REQUIREMENT: Nothing but the lines below from the one that contains "Box the antique automobile." through the one that contains "Box the hood." should be retyped, exactly and including both ends. Do not include pictures.

Stored items
******

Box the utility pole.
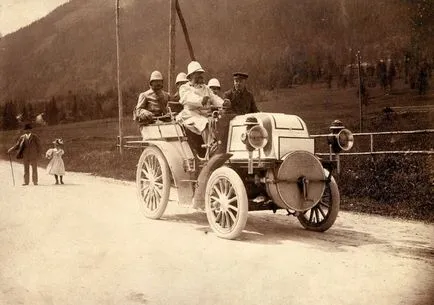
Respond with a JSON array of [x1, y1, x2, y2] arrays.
[[176, 0, 195, 61], [357, 50, 363, 132], [116, 0, 123, 155], [168, 0, 176, 94]]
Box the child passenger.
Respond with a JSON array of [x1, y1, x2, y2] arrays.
[[45, 138, 65, 185]]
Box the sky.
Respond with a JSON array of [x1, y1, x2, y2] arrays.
[[0, 0, 68, 36]]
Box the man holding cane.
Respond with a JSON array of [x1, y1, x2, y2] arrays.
[[7, 123, 42, 186]]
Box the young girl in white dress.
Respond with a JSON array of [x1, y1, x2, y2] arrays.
[[46, 138, 65, 184]]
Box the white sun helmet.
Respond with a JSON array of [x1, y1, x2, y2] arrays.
[[175, 72, 188, 84], [208, 78, 221, 88], [186, 61, 205, 78], [149, 70, 163, 83]]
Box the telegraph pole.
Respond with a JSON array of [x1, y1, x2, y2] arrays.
[[116, 0, 123, 155], [168, 0, 176, 93], [357, 51, 363, 132], [176, 0, 195, 61]]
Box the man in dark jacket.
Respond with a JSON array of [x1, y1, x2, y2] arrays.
[[8, 123, 42, 186], [224, 72, 259, 115]]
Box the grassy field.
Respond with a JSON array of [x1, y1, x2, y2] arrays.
[[1, 81, 433, 221]]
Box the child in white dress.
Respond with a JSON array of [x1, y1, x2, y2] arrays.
[[46, 138, 65, 184]]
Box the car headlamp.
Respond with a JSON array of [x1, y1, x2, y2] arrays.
[[241, 117, 268, 151], [337, 128, 354, 151], [327, 120, 354, 153], [246, 125, 268, 149]]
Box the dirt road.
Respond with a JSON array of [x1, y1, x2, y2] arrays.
[[1, 161, 433, 305]]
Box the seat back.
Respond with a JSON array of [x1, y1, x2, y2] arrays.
[[140, 121, 186, 141]]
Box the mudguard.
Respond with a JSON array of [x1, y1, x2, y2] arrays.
[[192, 153, 233, 209], [145, 140, 195, 205]]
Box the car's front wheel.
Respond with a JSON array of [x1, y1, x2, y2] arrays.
[[205, 167, 248, 239]]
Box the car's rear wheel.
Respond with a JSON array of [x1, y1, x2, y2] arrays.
[[297, 177, 340, 232], [205, 167, 248, 239], [136, 146, 171, 219]]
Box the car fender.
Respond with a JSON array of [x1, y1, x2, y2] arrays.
[[145, 140, 194, 205]]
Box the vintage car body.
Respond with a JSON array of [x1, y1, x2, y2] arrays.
[[227, 113, 314, 161], [132, 109, 354, 239]]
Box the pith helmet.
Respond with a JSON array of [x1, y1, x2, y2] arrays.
[[149, 70, 164, 83], [208, 78, 221, 88], [175, 72, 188, 84], [187, 61, 205, 78]]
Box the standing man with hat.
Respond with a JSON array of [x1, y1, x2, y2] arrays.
[[7, 123, 42, 186], [177, 61, 225, 145], [133, 70, 170, 125], [224, 72, 259, 115]]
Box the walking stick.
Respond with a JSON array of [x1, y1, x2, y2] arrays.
[[9, 153, 15, 186]]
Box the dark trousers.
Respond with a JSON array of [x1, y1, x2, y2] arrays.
[[23, 159, 38, 185]]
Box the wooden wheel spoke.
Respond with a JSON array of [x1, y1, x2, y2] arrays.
[[218, 180, 225, 196], [314, 207, 320, 223], [221, 212, 226, 228], [319, 200, 330, 208], [223, 179, 230, 196], [215, 211, 222, 223], [317, 205, 326, 218], [141, 168, 150, 178], [153, 187, 162, 200], [309, 209, 314, 223], [227, 196, 237, 205], [226, 213, 232, 228], [227, 185, 234, 198], [227, 209, 237, 224], [154, 182, 164, 188], [228, 204, 238, 212], [212, 185, 223, 198], [210, 195, 220, 203]]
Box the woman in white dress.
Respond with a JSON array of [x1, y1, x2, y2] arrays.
[[45, 138, 65, 184]]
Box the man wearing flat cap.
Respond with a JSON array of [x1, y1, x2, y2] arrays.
[[7, 123, 42, 186], [224, 72, 259, 115]]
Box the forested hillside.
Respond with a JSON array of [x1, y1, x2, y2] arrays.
[[1, 0, 431, 103]]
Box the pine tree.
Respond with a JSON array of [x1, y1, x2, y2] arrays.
[[71, 95, 79, 121], [21, 103, 29, 122], [2, 101, 19, 130], [46, 97, 59, 125], [27, 103, 34, 122]]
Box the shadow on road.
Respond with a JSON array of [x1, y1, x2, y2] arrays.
[[161, 211, 388, 252]]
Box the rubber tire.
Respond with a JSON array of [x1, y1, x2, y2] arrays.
[[205, 167, 248, 240], [297, 177, 340, 232], [136, 146, 171, 219]]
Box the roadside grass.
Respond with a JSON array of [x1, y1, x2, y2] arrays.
[[1, 81, 433, 222]]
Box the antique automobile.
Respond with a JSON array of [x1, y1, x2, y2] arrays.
[[127, 104, 354, 239]]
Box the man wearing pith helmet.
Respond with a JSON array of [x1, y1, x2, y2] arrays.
[[177, 61, 224, 144], [207, 78, 222, 97], [133, 70, 170, 125], [171, 72, 189, 103], [224, 72, 258, 115]]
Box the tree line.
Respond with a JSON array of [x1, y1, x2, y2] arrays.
[[0, 88, 138, 130]]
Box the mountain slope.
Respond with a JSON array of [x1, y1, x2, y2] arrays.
[[0, 0, 414, 101]]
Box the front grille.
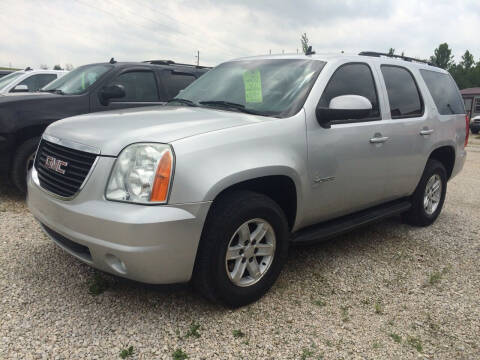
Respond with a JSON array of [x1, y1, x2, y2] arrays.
[[41, 223, 92, 260], [34, 139, 97, 197]]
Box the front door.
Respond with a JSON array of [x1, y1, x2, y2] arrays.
[[304, 62, 392, 225]]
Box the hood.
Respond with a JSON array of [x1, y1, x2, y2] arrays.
[[44, 106, 266, 156]]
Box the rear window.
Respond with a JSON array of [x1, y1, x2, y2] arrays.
[[420, 70, 465, 115], [381, 65, 423, 119]]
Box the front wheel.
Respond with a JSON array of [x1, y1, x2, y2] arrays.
[[403, 159, 447, 227], [11, 137, 40, 194], [193, 191, 289, 307]]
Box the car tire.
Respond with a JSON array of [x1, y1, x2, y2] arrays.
[[11, 137, 40, 194], [403, 159, 447, 227], [193, 190, 289, 307]]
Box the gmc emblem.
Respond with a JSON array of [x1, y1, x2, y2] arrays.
[[45, 156, 68, 174]]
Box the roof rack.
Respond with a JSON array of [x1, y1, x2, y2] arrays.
[[358, 51, 435, 66], [143, 60, 211, 69]]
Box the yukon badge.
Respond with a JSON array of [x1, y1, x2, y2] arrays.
[[45, 156, 68, 174]]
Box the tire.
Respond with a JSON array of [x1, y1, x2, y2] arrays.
[[11, 137, 40, 194], [193, 190, 289, 307], [403, 159, 447, 227]]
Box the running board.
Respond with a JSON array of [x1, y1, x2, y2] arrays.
[[291, 199, 411, 245]]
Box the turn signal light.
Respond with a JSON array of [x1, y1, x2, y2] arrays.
[[150, 150, 173, 202]]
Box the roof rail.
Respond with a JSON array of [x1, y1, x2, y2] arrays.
[[143, 60, 212, 69], [358, 51, 435, 66]]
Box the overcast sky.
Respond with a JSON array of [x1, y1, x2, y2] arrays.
[[1, 0, 479, 69]]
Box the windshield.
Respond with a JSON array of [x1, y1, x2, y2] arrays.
[[0, 71, 24, 91], [42, 64, 112, 94], [168, 59, 325, 117]]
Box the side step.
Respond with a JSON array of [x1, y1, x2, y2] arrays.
[[291, 199, 411, 245]]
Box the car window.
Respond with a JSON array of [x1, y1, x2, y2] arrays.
[[381, 65, 423, 118], [319, 63, 380, 120], [17, 74, 57, 92], [420, 70, 464, 115], [0, 71, 24, 91], [475, 98, 480, 113], [162, 72, 197, 100], [109, 71, 159, 102]]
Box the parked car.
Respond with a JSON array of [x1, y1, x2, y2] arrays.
[[0, 59, 209, 192], [0, 68, 67, 94], [27, 52, 467, 307], [470, 115, 480, 134], [0, 69, 14, 78]]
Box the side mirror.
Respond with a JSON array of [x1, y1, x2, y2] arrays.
[[11, 84, 29, 93], [99, 84, 126, 105], [316, 95, 372, 129]]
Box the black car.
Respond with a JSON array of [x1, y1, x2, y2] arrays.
[[0, 59, 210, 192]]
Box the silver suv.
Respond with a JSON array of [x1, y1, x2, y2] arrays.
[[27, 53, 468, 307]]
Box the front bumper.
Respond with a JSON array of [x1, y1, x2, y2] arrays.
[[27, 158, 211, 284]]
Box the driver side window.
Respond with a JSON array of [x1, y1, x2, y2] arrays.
[[319, 63, 380, 120]]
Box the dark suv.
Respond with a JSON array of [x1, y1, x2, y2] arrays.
[[0, 59, 209, 192]]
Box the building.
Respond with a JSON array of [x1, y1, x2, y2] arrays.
[[461, 87, 480, 119]]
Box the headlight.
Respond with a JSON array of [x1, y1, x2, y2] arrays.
[[105, 143, 174, 204]]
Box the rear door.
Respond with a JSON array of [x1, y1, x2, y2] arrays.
[[375, 64, 432, 199]]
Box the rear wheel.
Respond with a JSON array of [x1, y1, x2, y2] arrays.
[[403, 159, 447, 226], [11, 137, 40, 194], [193, 190, 289, 307]]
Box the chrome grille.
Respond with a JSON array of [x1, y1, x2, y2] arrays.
[[34, 139, 97, 197]]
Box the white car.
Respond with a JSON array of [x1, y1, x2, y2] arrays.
[[0, 68, 67, 94]]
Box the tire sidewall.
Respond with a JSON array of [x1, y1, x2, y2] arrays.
[[415, 160, 447, 223], [208, 197, 289, 306], [11, 137, 40, 193]]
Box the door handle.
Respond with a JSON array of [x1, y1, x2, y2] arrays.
[[420, 129, 434, 135], [369, 136, 389, 144]]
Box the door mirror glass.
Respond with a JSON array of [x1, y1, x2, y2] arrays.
[[99, 84, 126, 105], [12, 84, 29, 92], [316, 95, 372, 128]]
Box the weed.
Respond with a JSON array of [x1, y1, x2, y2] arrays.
[[372, 341, 382, 349], [313, 299, 326, 307], [232, 329, 245, 338], [172, 348, 188, 360], [340, 306, 350, 322], [186, 322, 201, 338], [325, 340, 333, 347], [119, 346, 133, 359], [407, 336, 423, 352], [374, 301, 384, 315], [88, 273, 109, 296], [390, 333, 402, 343], [427, 266, 450, 286], [301, 348, 314, 360]]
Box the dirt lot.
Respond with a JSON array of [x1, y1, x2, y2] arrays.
[[1, 146, 479, 360]]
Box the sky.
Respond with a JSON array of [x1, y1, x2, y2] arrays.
[[1, 0, 479, 69]]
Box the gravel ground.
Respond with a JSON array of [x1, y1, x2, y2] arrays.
[[1, 147, 479, 360]]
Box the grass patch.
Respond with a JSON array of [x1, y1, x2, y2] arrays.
[[374, 301, 384, 315], [372, 341, 382, 349], [407, 336, 423, 352], [427, 267, 450, 286], [340, 306, 350, 322], [232, 329, 245, 338], [172, 348, 188, 360], [119, 346, 134, 359], [390, 333, 402, 343], [300, 348, 314, 360], [88, 273, 110, 296], [312, 299, 326, 307], [185, 322, 201, 338]]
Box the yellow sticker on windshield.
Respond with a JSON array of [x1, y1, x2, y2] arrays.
[[243, 70, 262, 103]]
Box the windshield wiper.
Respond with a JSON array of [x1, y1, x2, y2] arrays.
[[199, 100, 270, 116], [167, 98, 197, 107]]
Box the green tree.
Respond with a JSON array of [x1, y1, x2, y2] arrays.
[[388, 48, 395, 55], [53, 64, 63, 70], [430, 43, 454, 70], [301, 33, 310, 54], [460, 50, 474, 70]]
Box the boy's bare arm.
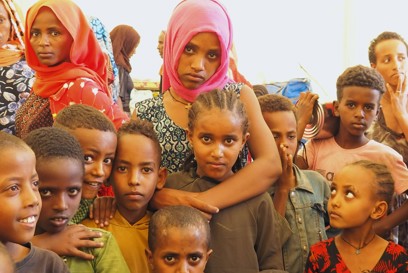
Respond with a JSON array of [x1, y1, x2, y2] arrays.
[[295, 91, 319, 141], [32, 225, 103, 260]]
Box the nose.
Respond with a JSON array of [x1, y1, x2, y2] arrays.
[[176, 262, 189, 273], [91, 162, 105, 178], [39, 34, 50, 46], [54, 193, 68, 211], [128, 170, 140, 186], [22, 185, 40, 208], [211, 144, 224, 159], [330, 193, 340, 209], [354, 107, 365, 119], [191, 55, 204, 72]]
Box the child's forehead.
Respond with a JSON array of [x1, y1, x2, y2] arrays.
[[341, 86, 381, 102]]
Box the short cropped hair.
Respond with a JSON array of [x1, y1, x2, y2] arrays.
[[258, 94, 295, 114], [336, 65, 385, 101], [117, 119, 162, 163], [54, 104, 116, 133], [0, 131, 31, 153], [368, 31, 408, 64], [148, 206, 210, 252], [253, 84, 269, 97], [24, 127, 84, 166]]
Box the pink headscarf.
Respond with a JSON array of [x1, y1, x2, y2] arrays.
[[162, 0, 233, 102]]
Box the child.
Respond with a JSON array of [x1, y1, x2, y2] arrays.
[[82, 119, 167, 273], [145, 205, 212, 273], [258, 94, 330, 273], [165, 89, 290, 273], [0, 132, 69, 272], [297, 65, 408, 238], [25, 127, 130, 273], [367, 31, 408, 249], [305, 160, 408, 272], [32, 103, 118, 260]]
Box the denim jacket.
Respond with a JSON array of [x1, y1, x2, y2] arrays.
[[269, 165, 330, 273]]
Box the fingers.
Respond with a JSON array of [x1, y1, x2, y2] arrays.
[[186, 195, 219, 215], [298, 91, 319, 104], [91, 197, 116, 227], [69, 249, 95, 261]]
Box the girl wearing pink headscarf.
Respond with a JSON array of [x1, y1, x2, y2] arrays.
[[133, 0, 281, 214]]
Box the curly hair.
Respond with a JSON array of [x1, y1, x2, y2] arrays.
[[54, 104, 116, 133], [117, 119, 161, 163], [368, 31, 408, 64], [24, 127, 84, 166], [336, 65, 385, 101], [258, 93, 295, 114]]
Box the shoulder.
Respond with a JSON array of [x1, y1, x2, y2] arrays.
[[367, 140, 403, 157], [30, 245, 69, 270], [165, 171, 197, 189], [135, 96, 163, 114], [310, 237, 334, 252], [296, 166, 330, 188]]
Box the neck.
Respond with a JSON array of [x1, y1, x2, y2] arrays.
[[334, 129, 369, 149], [169, 88, 193, 108], [117, 205, 147, 225], [339, 226, 377, 255], [5, 241, 29, 263]]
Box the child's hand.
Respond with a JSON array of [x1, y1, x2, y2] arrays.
[[295, 91, 319, 140], [151, 188, 219, 219], [388, 73, 408, 117], [89, 196, 117, 227], [277, 144, 296, 191], [32, 224, 103, 260]]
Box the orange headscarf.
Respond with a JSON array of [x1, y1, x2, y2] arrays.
[[24, 0, 109, 99], [0, 0, 24, 66]]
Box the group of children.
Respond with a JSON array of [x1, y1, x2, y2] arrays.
[[2, 0, 408, 272], [2, 64, 408, 273]]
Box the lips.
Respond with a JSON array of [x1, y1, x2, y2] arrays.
[[125, 192, 144, 201], [185, 73, 205, 82], [329, 211, 341, 219], [49, 216, 69, 228]]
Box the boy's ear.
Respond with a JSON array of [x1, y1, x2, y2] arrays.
[[156, 167, 167, 190], [370, 62, 376, 69], [371, 200, 388, 220], [145, 248, 154, 270], [333, 100, 340, 117], [205, 249, 213, 263]]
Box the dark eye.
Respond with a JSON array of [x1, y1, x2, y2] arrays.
[[164, 255, 176, 264], [39, 189, 51, 197], [104, 158, 113, 165], [68, 188, 80, 196], [201, 136, 211, 143], [117, 166, 127, 173], [225, 138, 234, 145], [189, 255, 201, 263], [184, 45, 194, 54], [84, 155, 93, 163], [50, 30, 59, 36], [208, 51, 219, 59], [142, 167, 153, 174]]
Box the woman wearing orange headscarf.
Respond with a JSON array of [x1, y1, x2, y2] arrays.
[[0, 0, 35, 135], [15, 0, 128, 138]]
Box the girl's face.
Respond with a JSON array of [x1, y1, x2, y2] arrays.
[[371, 39, 408, 87], [328, 165, 379, 230], [0, 2, 11, 48], [188, 109, 248, 181], [29, 7, 73, 67], [177, 32, 221, 90]]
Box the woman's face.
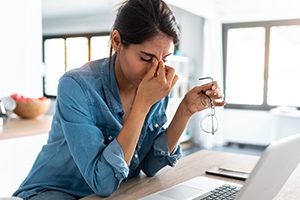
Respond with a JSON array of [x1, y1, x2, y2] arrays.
[[116, 34, 175, 88]]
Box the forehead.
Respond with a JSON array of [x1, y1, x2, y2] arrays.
[[129, 34, 175, 55]]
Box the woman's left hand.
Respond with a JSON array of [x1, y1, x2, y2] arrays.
[[180, 81, 226, 117]]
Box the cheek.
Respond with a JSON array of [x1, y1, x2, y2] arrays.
[[138, 62, 155, 79], [120, 56, 145, 79], [139, 63, 152, 76], [118, 50, 153, 81]]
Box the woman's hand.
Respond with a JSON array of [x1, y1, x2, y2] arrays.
[[134, 60, 178, 109], [180, 81, 226, 117]]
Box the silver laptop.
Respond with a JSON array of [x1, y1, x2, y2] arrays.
[[140, 133, 300, 200]]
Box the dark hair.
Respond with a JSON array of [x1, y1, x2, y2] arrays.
[[109, 0, 180, 59]]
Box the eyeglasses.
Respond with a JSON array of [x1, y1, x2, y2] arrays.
[[198, 77, 219, 135]]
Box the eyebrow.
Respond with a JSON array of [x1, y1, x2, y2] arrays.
[[140, 51, 172, 60]]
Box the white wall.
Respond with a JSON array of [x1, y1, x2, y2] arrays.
[[0, 0, 43, 97], [216, 0, 300, 23], [43, 11, 115, 35], [166, 0, 218, 19], [219, 109, 300, 145]]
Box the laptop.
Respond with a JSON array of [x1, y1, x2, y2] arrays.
[[140, 133, 300, 200]]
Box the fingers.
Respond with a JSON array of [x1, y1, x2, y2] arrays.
[[171, 74, 178, 88], [213, 99, 226, 107], [195, 82, 214, 92], [205, 87, 223, 99], [156, 60, 165, 79], [144, 59, 159, 79], [197, 81, 222, 99], [196, 80, 225, 107], [200, 91, 226, 107], [164, 65, 179, 91], [147, 61, 178, 91], [165, 65, 175, 82], [199, 92, 211, 108]]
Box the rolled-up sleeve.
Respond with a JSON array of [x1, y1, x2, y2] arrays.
[[57, 75, 129, 196], [102, 139, 129, 180], [141, 129, 182, 177]]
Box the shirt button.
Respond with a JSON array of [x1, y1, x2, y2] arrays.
[[108, 136, 113, 140], [134, 154, 138, 159], [161, 151, 166, 156], [154, 123, 159, 128]]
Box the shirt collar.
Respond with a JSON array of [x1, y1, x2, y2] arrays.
[[101, 54, 124, 116]]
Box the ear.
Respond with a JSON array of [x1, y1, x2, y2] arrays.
[[111, 30, 122, 52]]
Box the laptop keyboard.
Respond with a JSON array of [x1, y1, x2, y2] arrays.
[[192, 184, 241, 200]]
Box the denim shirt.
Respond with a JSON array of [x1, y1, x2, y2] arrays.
[[13, 55, 182, 199]]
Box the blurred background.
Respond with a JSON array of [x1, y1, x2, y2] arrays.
[[1, 0, 300, 197]]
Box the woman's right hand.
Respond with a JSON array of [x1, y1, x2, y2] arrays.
[[134, 60, 178, 109]]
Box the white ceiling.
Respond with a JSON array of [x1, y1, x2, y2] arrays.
[[42, 0, 120, 18], [42, 0, 300, 22]]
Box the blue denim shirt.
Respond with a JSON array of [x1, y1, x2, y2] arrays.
[[14, 56, 182, 199]]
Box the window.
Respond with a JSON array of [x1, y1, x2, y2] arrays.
[[223, 20, 300, 110], [268, 25, 300, 106], [43, 33, 110, 97]]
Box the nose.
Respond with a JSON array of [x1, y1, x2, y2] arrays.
[[152, 57, 166, 68], [152, 57, 159, 66]]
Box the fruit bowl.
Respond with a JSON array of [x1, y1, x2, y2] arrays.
[[11, 94, 50, 119]]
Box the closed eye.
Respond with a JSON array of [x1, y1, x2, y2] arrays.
[[140, 57, 167, 63], [140, 57, 153, 62]]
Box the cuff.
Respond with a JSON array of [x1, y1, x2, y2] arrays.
[[102, 139, 129, 181], [153, 133, 182, 167]]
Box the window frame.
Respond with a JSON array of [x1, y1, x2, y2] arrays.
[[222, 19, 300, 110], [42, 32, 111, 98]]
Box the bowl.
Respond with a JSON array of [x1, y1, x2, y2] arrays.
[[13, 99, 50, 119]]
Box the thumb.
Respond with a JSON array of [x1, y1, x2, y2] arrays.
[[144, 60, 159, 80]]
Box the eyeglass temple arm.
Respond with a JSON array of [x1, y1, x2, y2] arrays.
[[211, 106, 215, 135], [198, 77, 213, 81], [198, 77, 215, 135]]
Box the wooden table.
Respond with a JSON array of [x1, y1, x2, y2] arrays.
[[82, 150, 300, 200], [0, 115, 52, 140]]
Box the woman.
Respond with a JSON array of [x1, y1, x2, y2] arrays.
[[14, 0, 225, 199]]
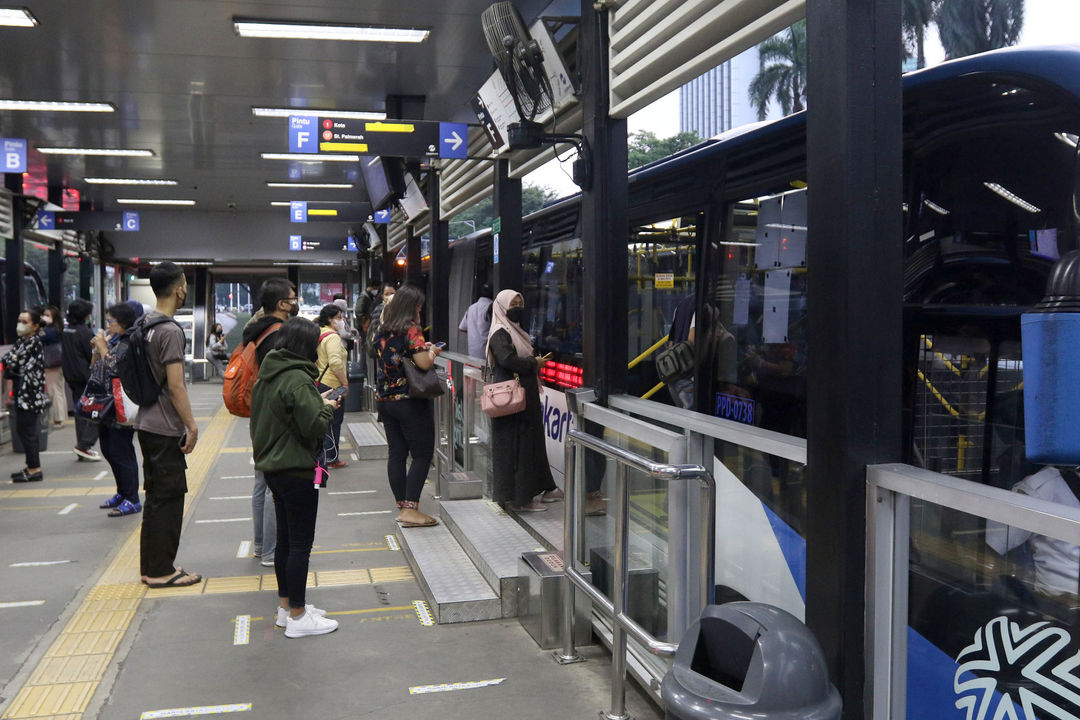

******

WORKED SOLUTION:
Box the antique automobile.
Respond with a JSON array of [x1, y1, x2, y2] arrays.
[[127, 104, 354, 239]]
Box the man wearing pith helmet.
Respond with a JSON array of [x1, y1, x2, y2] arrays.
[[177, 61, 224, 144], [207, 78, 222, 97], [133, 70, 170, 125], [171, 72, 189, 103], [224, 72, 258, 115]]
Box the tree line.
Respond with a JSON array of [x1, y1, x2, y2] arrays.
[[0, 88, 138, 130]]
Box the mountain slope.
Respond with a JSON array of [x1, y1, x2, y2] arrays.
[[0, 0, 414, 101]]
Box the front grille.
Respond with a JSON array of [x1, y1, x2, y2] arrays.
[[41, 223, 92, 260], [34, 139, 97, 197]]
Box the front door.
Respond with a JSON array of [x1, y1, x2, y2] arrays.
[[304, 62, 392, 225]]
Box the hood.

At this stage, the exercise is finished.